• [TASK INSTRUCTIONS] Return the lines below word for word, without changing anything.

• [WORKING DATA]
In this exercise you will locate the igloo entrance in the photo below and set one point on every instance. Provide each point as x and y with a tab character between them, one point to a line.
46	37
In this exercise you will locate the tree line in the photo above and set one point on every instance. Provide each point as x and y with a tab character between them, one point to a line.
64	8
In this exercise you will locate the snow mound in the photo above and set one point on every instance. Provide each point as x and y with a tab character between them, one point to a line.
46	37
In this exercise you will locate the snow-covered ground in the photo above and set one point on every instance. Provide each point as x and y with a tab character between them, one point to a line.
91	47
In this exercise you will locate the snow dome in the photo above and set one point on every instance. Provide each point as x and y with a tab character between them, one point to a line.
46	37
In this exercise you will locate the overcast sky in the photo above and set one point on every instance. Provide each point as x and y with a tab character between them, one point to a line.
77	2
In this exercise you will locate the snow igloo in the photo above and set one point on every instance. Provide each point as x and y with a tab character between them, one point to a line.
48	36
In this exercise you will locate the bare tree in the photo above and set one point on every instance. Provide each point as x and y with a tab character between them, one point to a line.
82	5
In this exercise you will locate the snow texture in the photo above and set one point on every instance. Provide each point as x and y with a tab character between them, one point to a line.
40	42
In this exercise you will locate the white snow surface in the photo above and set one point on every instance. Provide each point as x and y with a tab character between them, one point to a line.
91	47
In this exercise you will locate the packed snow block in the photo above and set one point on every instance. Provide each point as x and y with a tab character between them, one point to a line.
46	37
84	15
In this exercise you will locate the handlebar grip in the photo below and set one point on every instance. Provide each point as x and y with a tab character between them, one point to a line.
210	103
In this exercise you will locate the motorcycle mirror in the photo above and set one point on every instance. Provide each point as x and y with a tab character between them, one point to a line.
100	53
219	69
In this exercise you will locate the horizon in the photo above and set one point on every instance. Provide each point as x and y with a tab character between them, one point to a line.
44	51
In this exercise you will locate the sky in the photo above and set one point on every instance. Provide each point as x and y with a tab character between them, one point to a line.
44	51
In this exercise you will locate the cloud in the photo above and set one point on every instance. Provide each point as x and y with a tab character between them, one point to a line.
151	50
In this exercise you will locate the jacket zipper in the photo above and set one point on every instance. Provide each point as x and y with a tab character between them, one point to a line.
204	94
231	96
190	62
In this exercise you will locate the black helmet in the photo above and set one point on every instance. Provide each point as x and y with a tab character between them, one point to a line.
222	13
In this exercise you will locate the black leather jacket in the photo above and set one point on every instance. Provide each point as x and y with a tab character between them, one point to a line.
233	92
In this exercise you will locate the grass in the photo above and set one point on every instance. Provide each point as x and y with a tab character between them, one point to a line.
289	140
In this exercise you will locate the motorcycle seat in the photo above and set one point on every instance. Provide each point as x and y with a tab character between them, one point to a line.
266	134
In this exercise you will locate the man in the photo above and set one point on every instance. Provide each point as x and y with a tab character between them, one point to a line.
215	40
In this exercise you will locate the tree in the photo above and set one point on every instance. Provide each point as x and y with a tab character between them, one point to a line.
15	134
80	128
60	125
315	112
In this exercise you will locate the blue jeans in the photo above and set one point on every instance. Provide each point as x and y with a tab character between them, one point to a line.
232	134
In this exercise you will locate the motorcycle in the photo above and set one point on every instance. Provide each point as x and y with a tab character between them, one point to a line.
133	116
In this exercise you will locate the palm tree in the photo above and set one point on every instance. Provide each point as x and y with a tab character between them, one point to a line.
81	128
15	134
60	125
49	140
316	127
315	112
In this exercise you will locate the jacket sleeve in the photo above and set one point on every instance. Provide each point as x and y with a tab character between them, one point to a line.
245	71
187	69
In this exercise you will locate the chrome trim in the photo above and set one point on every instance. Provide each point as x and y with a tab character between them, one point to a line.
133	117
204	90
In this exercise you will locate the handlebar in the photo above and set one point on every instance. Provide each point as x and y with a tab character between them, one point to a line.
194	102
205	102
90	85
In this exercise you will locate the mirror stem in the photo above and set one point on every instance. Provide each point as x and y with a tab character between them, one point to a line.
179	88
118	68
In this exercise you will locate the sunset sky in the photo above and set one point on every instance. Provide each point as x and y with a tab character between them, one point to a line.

• [EXPECTED OUTPUT]
In this exercise you will locate the igloo entrance in the photo below and set one point on every instance. Provide each point as x and y with a tab character between them, one point to a line.
46	37
In this exercise you will locate the tree line in the photo above and set one point on every instance. Provide each point as x and y with a tab character between them, one point to a line.
64	8
In this exercise you will locate the snow mound in the photo above and set one point on every instance. Provide each point as x and y with a tab character between them, one point to a line.
46	37
In this exercise you will locate the snow-covered ground in the photo above and set one point on every instance. Provide each point as x and y with a tab character between them, one point to a line.
91	47
In this exercise you will locate the snow dome in the photo above and set one point on every instance. Provide each point as x and y with a tab character between them, one point to a line.
46	37
In this exercise you will locate the overcast sky in the photo above and set one point on every instance. Provide each point as x and y with a tab character between them, one point to a line.
77	2
In this exercise you will locate the snow igloo in the photo above and set one point on every instance. Provide each point as x and y with a tab character between them, one point to a line.
48	36
In this exercise you will locate the bare tree in the photo above and set one point on every instance. Provide each point as x and y with a tab character between them, one point to a line.
82	5
In this exercise you will locate the snow texture in the photo above and set one point on every instance. Provide each point as x and y with a tab character between them, one point to a line.
40	42
In this exercise you will locate the white snow surface in the photo above and set one point on every instance. Provide each point as x and y with a tab character between them, one point to a line.
91	47
In this exercise you will locate the packed snow block in the photo above and set one point on every instance. Provide each point as x and y with a tab character between them, one point to a line.
46	37
84	15
In this exercise you will locate the handlebar grip in the photo below and set one point on every instance. Provide each point as x and y with a tab character between them, one point to a line.
210	103
In this exercise you will locate the motorcycle mirror in the photo above and set one point on every instance. Provide each point as x and y with a tab character between them, one point to a line.
100	53
219	69
In this exercise you will locate the horizon in the photo above and set one point on every instance. Provide each point as x and y with a tab character between them, one point to a line.
44	51
In this exercise you will locate the sky in the photo above and set one point on every instance. Provide each point as x and y with a tab character between them, one point to a line.
44	51
In this exercise you will locate the cloud in the photo above and set one point on every instance. Provide each point as x and y with a tab character between them, one point to a line.
151	50
In this exercise you will locate the jacket zipper in the photo above and set one point on every instance. Provide each point as x and y with a tab character between them, one point to a line.
204	94
231	96
190	62
In this exercise you will locate the black helmet in the photo above and set one point on every instance. Provide each point as x and y with a tab character between them, one point to a line.
222	13
In this exercise you will locate the black leather jacket in the photo above and set one point on every instance. Provide each point as x and y with a tab character between them, one point to a line.
233	92
In this exercise you will locate the grass in the photo above and set one point on every instance. Provide each point as x and y with a tab character between them, one point to a line.
289	140
In this exercise you will locate the motorcycle seat in the photo above and set one point on every instance. Provide each point as x and y with a tab character between them, one point to a line.
266	134
In this exercise you will locate the man in the photo above and set one point on every instance. Provide each point as x and y with a tab character between them, one point to a line.
215	40
In this exercise you will locate the tree in the photo above and set one point on every instance. Provide each point as x and y with a tab character between them, one point to a line.
15	134
80	128
60	125
315	112
In this exercise you will locate the blue jeans in the photo above and set one point on every instance. Provide each point as x and y with a tab character between them, one point to a line.
232	134
In this exercise you will locate the motorcycle in the photo above and set one point on every instance. Provide each point as x and y with a tab character between them, one point to a line.
133	116
In this exercise you will locate the palm tree in the photo above and set one point on every instance. Provide each point as x and y with a tab character between them, one point to a line.
81	128
15	134
60	125
49	140
316	127
315	112
In this exercise you will locate the jacket sleeve in the photo above and set one point on every instance. Provide each point as x and y with a tab character between them, one point to a line.
245	71
187	69
In this exercise you will locate the chrome trim in the photo above and set one point on every instance. Provide each point as x and y with a tab character between them, one point to a line.
133	117
204	90
In this exercise you will locate the handlebar in the photo above and set one point on every instance. Provide each point as x and y with a tab character between them, one point to a line.
194	102
205	102
90	85
In this exercise you will locate the mirror stem in the photo above and set one point on every instance. Provide each point as x and y with a tab character between them, one point to a line.
179	88
118	68
In this exercise you will locate the sunset sky in the photo above and set one point on every instance. Provide each point as x and y with a tab character between them, one point to a line.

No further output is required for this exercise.